Статья:
Альбина Шагалиева и Дилюс Хузяхметов

«Адәмнәр (Люди)», Татарский театр кукол «Экият», Казань

О работе актёра в театре кукол 

Как вы пришли в театр кукол?

Альбина Шагалиева: Я с самого детства была увлечена театральным искусством. Я даже в детском саду каждый день собирала детей, и мы ставили спектакли. Я сама сочиняла, распределяла роли, вместе с ними репетировала и очень сильно раздражалась, когда другие дети не могли исполнить роль. Я думала: «Ну это же проще простого! Ну как вы не можете сыграть это?» Поэтому, когда я уже закончила школу, ни о чем другом я не думала: хотела стать актрисой. Я пришла в Казанское театральное училище, в том году набирали курс кукольников. Драматических артистов не набирали. Я подумала: «А почему бы и нет?» Овладеть искусством театра кукол — это просто ещё один навык для артиста, поэтому я пошла в кукольное отделение. Я сначала даже не представляла, насколько меня вовлечет мир театра кукол, но недели через две после того, как я начала учиться, я влюбилась. Настолько, что в драматическом театре или в любом другом я себя уже не видела. По окончании театрального училища меня пригласили работать в наш Татарский государственный театр кукол «Экият», и вот уже 18 лет я работаю в театре.

Дилюс Хузяхметов: Я достаточно рано пришел в театр кукол, в 14 лет. Я не тот, кого называют «не поступил в драму, потому взяли в куклы». Я любил заниматься этим с детства, вырос на сказках Александра Роу. Дома у меня были какие-то мягкие игрушки, и я всегда пытался ими разговаривать так, как в сказках, в телевизоре. Когда я закончил девятый класс, с мамой сидели чай пили на кухне, и я просто по радио услышал, что Набережночелнинский театр набирает артистов, сразу с заочным обучением в Театральном училище города Казани. Я прошел все туры, потом меня отправили в Казань, я поступил, и меня сразу же взяли в труппу. Через пару месяцев я уже начал работать в спектаклях: роли были небольшие, но я сразу совмещал теорию с практикой, это помогало. В театре были очень большие мастера, и нам не только наш мастер преподавал и помогал, но и актёры. Они поддерживали, помогали, учили именно по кукловождению. Было очень строго, но зато результат есть.

Как вам удается быстро перестроить голос, чтобы переключиться между персонажами?

А.Ш.: Для артиста театра кукол голосовые данные — это самое основное, чем он должен владеть. Мимика театральных кукол не работает, характер куклы ты не можешь передать иначе, только голосом.

Письменное задание a:
Выведите фрагмент интервью об актёрах театра кукол от слов «Альбина Шагалиева и» до слов «в театр кукол?» включительно.

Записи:
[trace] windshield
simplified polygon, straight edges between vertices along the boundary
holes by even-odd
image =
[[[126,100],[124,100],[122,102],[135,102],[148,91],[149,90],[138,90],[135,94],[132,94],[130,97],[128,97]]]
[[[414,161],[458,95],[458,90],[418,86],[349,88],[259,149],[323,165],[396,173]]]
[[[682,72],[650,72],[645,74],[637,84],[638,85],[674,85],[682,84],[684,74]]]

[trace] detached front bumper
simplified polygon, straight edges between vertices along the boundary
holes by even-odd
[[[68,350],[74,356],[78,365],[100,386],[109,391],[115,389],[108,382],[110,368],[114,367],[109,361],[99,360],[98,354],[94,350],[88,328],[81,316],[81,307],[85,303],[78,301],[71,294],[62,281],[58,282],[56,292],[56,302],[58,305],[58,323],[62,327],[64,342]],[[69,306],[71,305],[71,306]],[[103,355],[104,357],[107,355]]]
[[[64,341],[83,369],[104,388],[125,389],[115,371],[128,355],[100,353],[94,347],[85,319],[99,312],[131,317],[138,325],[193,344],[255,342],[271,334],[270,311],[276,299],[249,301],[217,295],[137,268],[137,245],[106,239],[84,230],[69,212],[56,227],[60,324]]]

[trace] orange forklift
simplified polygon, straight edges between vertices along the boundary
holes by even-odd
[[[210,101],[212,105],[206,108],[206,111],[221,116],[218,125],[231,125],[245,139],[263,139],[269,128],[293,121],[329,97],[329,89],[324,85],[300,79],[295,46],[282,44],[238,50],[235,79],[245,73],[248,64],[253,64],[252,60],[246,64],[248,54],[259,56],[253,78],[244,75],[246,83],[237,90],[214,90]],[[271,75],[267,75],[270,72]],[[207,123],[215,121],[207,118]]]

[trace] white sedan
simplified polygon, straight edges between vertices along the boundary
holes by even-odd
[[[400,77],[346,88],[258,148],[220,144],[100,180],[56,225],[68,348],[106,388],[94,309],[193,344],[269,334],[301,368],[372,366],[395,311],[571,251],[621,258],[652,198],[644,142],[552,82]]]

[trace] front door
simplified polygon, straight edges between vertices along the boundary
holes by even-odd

Письменное задание b:
Переименуйте «front door» в «driver door» в записях, в строках от той, что содержит «[trace] front door», до конца записей включительно. Выведите только эти строки, остальное в них не меняйте.

Полный ответ a:
Альбина Шагалиева и Дилюс Хузяхметов

«Адәмнәр (Люди)», Татарский театр кукол «Экият», Казань

О работе актёра в театре кукол 

Как вы пришли в театр кукол?

Полный ответ b:
[trace] driver door
simplified polygon, straight edges between vertices along the boundary
holes by even-odd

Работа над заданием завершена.